Entries from a dataset:
* start *

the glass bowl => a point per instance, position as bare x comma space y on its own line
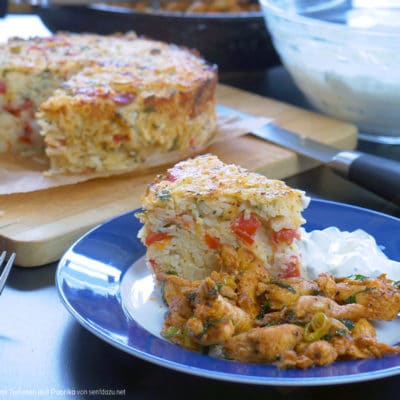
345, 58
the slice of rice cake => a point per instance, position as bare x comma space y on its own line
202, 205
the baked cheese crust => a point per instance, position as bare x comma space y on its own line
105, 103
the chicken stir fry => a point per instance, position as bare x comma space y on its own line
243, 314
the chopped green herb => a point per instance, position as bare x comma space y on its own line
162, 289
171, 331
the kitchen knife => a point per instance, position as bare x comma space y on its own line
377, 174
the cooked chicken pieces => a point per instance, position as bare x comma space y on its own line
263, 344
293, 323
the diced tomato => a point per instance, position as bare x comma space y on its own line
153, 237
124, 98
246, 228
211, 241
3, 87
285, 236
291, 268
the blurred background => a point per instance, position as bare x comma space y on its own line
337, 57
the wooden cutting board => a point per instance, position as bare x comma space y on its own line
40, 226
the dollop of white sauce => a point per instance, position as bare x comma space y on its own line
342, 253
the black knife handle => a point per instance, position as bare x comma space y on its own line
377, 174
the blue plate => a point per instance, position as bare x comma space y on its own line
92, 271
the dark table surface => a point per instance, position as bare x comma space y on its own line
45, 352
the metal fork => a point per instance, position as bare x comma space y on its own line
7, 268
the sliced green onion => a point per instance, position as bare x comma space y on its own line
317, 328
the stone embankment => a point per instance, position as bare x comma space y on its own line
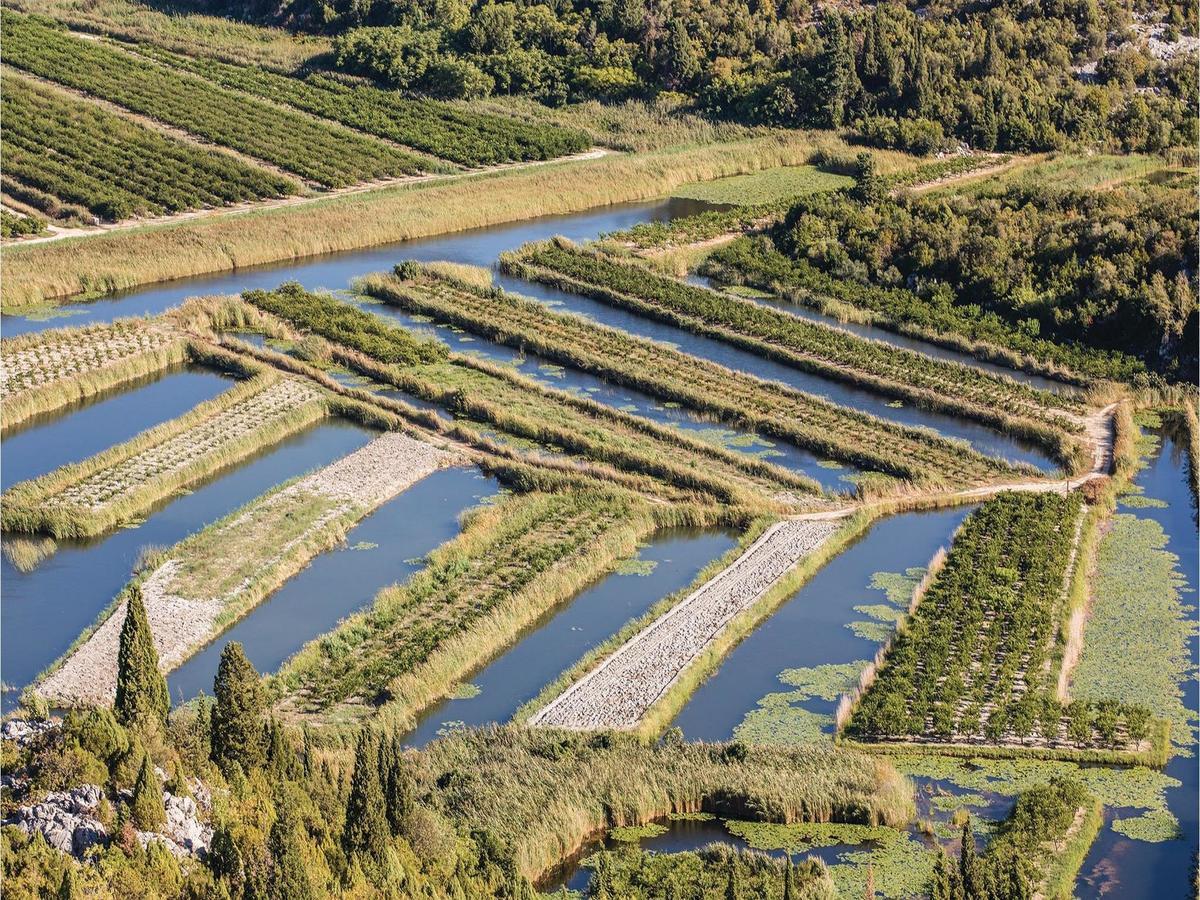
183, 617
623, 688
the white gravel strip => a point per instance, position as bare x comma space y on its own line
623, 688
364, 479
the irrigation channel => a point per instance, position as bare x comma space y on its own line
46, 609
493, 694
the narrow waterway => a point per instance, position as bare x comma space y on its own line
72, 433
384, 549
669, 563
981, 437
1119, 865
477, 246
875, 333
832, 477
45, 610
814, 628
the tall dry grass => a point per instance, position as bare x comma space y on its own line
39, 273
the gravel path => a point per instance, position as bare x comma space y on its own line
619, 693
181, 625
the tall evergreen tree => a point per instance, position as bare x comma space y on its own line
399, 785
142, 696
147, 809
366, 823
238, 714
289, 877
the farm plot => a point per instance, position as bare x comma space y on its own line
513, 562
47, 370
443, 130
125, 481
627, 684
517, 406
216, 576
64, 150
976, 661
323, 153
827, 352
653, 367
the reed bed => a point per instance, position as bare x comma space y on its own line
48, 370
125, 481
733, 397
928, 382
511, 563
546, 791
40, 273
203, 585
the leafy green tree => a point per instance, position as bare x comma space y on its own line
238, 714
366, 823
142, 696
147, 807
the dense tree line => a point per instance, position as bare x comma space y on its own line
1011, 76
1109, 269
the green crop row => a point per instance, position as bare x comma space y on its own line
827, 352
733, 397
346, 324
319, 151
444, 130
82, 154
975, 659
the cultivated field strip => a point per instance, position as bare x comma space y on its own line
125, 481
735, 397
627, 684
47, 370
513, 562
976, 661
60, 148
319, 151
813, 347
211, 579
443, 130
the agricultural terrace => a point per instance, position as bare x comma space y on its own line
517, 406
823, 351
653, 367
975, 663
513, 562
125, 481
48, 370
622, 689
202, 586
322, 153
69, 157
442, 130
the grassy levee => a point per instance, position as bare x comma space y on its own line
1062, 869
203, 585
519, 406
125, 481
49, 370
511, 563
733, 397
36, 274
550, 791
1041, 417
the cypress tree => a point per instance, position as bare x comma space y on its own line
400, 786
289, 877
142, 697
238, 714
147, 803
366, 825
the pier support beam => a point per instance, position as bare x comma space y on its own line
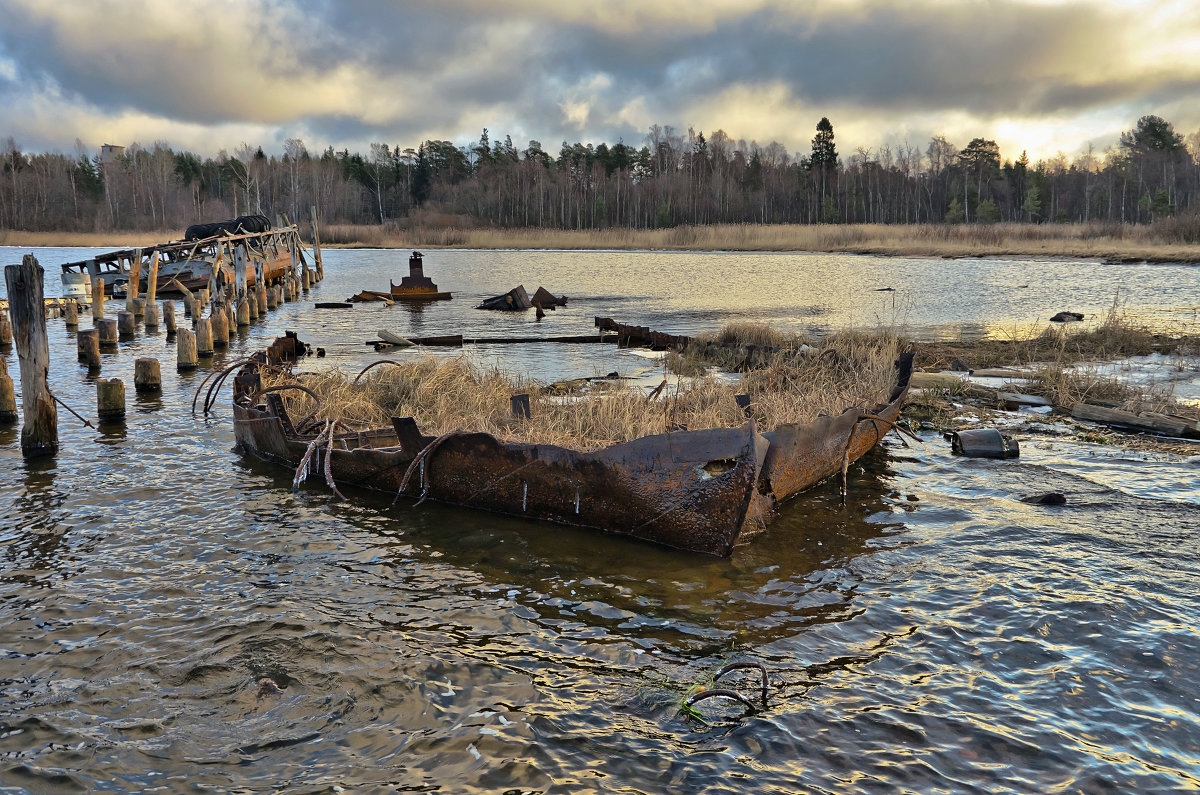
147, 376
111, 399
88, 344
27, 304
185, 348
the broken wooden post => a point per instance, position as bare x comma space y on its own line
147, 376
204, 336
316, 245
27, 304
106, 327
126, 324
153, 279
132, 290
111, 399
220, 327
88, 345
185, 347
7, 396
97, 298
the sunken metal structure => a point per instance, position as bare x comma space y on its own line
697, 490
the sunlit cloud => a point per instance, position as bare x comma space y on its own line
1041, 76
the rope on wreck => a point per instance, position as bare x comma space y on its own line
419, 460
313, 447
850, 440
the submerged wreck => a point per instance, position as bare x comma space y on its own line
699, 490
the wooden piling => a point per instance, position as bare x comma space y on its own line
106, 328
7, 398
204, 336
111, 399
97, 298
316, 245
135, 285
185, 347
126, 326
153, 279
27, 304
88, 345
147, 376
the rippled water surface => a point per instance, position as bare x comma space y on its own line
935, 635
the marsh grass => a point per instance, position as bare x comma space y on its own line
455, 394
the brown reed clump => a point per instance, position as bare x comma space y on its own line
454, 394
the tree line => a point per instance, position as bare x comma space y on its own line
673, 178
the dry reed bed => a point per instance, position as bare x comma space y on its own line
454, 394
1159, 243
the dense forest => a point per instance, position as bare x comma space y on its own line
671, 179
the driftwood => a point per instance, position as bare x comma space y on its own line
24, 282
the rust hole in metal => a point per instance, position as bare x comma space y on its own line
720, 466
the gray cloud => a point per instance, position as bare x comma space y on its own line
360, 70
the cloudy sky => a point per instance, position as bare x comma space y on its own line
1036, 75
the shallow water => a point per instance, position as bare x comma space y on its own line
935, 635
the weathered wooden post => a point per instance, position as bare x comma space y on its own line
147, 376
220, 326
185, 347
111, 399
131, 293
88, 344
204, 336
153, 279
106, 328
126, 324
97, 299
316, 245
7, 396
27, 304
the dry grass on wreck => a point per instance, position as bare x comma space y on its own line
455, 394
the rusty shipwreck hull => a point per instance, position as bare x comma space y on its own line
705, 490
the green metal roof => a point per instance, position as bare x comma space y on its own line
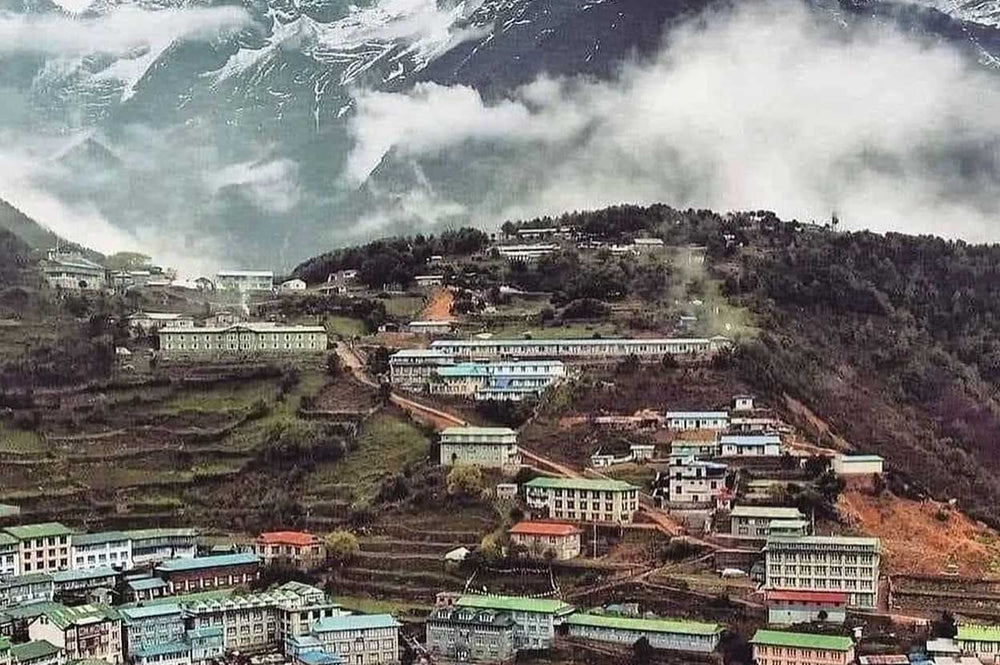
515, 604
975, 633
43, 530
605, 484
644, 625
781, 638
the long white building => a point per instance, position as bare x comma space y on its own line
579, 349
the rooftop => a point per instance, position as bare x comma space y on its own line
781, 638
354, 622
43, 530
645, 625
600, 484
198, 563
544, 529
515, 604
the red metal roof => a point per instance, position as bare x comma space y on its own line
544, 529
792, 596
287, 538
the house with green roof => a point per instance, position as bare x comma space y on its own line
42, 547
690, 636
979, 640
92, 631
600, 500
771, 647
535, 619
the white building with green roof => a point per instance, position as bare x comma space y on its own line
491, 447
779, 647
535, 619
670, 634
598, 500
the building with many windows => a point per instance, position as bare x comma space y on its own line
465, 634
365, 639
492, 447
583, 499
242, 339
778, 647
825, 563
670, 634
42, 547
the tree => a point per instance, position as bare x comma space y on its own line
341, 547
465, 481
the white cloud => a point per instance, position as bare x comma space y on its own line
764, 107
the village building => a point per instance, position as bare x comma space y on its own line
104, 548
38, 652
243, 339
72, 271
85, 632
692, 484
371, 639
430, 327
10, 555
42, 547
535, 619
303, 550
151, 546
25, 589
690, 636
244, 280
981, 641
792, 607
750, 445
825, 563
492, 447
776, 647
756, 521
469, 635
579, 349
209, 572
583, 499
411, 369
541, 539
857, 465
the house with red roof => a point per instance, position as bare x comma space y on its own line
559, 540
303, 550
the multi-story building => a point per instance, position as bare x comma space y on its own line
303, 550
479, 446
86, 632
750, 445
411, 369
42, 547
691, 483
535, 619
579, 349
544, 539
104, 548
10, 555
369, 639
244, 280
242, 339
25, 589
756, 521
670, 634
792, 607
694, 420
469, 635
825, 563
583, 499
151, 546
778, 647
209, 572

* end *

Set task: Locate "the white building" in the material, then quote the line that contains it and all lines after it through the final one.

Response:
the white building with green roof => a point per instance, position as bare x comma space y on its own line
491, 447
779, 647
535, 619
670, 634
598, 500
the building with many windows => a point per instance, position as bare x comma space y on its own line
465, 634
365, 639
492, 447
583, 499
242, 339
778, 647
825, 563
670, 634
42, 547
the tree => a point per instance, position as bare x comma space y on its own line
341, 547
465, 481
the white cloud => a point per instance, position as bare x comma space y on its own line
764, 107
the village building => a point per instance, position as bare x comma space y on its own line
104, 548
38, 652
243, 339
72, 271
85, 632
692, 484
371, 639
430, 327
10, 555
42, 547
535, 619
303, 550
151, 546
25, 589
690, 636
244, 280
981, 641
792, 607
750, 445
825, 563
492, 447
776, 647
756, 521
469, 635
579, 349
209, 572
583, 499
411, 369
541, 539
857, 465
the house with red roof => a point per instance, position as bare x comma space y on its own line
559, 540
303, 550
the multi-story building => a point per instance, position as bare x comma space y on its own line
303, 550
479, 446
86, 632
750, 445
411, 369
42, 547
691, 483
535, 619
579, 349
544, 539
104, 548
10, 555
369, 639
244, 280
242, 339
25, 589
756, 521
670, 634
792, 607
694, 420
469, 635
825, 563
583, 499
151, 546
778, 647
209, 572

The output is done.